- **Action item**:
All lines from the one holding "If you could mark the gray" down to the last line of the entries are to be reproduced exactly, with no other lines.

* * * * *

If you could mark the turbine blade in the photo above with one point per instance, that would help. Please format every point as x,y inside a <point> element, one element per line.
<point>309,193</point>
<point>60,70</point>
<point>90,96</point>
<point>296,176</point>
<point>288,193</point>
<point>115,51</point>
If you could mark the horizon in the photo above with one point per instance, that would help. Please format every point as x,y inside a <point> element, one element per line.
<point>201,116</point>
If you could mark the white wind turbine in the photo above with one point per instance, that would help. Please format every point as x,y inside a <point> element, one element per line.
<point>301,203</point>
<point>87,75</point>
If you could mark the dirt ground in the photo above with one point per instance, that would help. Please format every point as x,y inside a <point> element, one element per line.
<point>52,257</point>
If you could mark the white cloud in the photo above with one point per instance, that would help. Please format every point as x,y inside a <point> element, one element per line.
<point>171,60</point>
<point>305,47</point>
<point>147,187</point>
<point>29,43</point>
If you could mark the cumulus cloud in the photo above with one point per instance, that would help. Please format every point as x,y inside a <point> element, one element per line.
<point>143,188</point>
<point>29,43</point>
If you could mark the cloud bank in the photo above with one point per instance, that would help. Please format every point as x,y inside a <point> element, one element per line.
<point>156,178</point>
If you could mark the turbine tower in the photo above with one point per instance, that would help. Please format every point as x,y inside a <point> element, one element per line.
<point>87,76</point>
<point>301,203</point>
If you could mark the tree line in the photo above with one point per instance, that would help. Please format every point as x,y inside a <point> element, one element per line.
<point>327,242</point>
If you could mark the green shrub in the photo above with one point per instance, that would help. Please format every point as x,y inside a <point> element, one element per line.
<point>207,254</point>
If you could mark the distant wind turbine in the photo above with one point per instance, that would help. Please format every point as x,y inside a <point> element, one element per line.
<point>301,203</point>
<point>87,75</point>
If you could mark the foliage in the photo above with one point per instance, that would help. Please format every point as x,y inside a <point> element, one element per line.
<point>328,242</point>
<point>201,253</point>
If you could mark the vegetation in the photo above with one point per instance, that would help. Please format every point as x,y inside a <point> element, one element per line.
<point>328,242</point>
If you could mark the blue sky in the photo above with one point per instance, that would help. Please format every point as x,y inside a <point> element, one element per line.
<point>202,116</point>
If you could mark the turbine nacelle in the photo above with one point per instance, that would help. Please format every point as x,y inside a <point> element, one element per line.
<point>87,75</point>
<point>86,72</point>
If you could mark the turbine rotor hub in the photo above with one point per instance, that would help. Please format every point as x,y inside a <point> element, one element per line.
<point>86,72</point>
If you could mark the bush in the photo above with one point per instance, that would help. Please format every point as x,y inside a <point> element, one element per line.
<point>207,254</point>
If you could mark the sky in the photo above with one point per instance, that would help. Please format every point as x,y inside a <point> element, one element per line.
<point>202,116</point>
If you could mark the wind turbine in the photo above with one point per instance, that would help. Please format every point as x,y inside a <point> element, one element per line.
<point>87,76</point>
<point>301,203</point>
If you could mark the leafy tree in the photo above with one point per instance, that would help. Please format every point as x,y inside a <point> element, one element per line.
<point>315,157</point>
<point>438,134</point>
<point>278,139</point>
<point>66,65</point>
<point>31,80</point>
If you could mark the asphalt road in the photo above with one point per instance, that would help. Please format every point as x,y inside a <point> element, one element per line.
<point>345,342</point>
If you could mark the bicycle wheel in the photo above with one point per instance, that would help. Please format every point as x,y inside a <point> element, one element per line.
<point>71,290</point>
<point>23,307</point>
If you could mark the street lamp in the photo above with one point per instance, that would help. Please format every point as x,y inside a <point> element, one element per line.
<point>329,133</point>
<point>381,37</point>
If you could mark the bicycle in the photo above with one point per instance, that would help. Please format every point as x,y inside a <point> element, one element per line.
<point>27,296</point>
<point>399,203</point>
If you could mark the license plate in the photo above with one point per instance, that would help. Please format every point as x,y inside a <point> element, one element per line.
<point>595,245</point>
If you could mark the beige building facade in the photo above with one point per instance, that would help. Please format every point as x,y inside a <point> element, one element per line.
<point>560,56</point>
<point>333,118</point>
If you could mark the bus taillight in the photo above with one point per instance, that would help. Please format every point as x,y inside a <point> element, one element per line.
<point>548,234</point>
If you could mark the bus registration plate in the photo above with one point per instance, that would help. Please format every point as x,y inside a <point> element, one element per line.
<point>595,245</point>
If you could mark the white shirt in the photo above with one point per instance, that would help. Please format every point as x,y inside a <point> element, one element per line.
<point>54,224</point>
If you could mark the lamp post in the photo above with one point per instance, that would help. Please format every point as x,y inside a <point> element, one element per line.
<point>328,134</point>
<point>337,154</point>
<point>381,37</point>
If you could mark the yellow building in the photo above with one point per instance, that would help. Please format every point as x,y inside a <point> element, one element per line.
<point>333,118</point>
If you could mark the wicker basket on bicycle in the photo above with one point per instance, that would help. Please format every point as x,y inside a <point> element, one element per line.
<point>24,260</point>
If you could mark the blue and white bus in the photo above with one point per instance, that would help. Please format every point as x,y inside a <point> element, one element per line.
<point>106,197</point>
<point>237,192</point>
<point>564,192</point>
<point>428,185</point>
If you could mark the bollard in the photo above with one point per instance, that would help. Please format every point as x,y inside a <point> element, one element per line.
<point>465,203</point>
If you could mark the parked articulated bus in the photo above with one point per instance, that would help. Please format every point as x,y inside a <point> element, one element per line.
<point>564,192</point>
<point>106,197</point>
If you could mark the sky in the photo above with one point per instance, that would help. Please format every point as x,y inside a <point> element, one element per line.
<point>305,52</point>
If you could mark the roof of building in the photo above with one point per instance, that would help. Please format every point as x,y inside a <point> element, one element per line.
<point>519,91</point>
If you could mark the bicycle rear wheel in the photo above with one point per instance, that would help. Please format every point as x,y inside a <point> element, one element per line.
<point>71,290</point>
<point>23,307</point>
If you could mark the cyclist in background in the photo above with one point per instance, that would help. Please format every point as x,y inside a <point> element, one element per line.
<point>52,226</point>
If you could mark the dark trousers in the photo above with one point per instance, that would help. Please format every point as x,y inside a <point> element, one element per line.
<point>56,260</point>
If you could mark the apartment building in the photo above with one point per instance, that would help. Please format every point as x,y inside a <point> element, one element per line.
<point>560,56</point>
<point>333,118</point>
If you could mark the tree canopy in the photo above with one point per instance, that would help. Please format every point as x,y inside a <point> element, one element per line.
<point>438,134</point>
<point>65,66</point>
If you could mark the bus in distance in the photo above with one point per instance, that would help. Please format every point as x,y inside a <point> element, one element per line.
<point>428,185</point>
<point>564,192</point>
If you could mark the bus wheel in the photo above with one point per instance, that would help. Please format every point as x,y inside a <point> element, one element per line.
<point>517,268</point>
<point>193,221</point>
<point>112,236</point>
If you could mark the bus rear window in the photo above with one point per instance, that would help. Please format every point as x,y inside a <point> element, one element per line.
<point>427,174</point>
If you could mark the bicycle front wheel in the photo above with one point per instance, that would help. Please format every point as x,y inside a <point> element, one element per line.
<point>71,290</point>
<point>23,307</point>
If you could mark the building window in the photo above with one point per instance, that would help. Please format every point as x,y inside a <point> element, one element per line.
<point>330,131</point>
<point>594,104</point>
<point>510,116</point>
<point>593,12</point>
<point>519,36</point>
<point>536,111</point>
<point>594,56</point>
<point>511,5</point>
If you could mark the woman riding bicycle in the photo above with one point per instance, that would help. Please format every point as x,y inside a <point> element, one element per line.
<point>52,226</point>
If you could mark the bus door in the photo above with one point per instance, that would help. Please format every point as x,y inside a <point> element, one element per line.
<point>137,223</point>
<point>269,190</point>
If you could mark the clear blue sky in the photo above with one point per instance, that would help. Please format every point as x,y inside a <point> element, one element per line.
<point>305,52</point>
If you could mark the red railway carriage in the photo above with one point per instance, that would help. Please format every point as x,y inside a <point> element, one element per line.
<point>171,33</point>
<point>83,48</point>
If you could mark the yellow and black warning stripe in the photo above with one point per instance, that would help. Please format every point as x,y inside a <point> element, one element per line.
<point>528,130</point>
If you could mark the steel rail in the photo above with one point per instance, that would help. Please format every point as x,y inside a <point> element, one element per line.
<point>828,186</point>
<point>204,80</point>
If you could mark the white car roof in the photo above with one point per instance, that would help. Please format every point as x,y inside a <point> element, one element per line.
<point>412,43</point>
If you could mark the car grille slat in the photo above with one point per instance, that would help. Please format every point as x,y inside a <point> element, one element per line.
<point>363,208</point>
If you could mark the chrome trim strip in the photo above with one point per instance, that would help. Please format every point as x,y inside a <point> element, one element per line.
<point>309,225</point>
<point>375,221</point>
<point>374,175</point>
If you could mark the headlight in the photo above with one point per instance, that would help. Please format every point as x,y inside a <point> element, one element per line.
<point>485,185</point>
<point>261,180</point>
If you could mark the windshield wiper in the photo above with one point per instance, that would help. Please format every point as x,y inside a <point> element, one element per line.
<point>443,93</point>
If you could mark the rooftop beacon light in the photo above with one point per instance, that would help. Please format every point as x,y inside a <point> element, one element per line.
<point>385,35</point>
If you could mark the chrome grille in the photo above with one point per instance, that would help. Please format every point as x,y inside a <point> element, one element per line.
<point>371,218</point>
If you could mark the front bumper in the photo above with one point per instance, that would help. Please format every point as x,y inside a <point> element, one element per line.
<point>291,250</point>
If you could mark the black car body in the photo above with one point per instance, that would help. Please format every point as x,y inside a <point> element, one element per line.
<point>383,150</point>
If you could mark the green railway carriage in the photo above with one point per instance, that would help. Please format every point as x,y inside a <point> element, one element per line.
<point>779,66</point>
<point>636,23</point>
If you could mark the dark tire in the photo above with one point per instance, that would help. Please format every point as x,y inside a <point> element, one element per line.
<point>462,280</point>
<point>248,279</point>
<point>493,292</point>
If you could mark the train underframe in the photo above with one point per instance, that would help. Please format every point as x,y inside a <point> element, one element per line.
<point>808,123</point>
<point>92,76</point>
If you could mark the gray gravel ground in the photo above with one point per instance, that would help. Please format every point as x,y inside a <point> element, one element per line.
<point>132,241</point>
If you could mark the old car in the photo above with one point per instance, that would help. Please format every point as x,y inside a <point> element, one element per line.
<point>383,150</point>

* * * * *

- **Answer below**:
If you could mark the gray gravel ground in the photo above with one point per instance, that would help. Please format every point as x,y inside a <point> element, one element per line.
<point>132,241</point>
If you could mark the old car in the photo above with one point per instance, that would help. Please format every point as x,y inside a <point> element, one element per line.
<point>383,150</point>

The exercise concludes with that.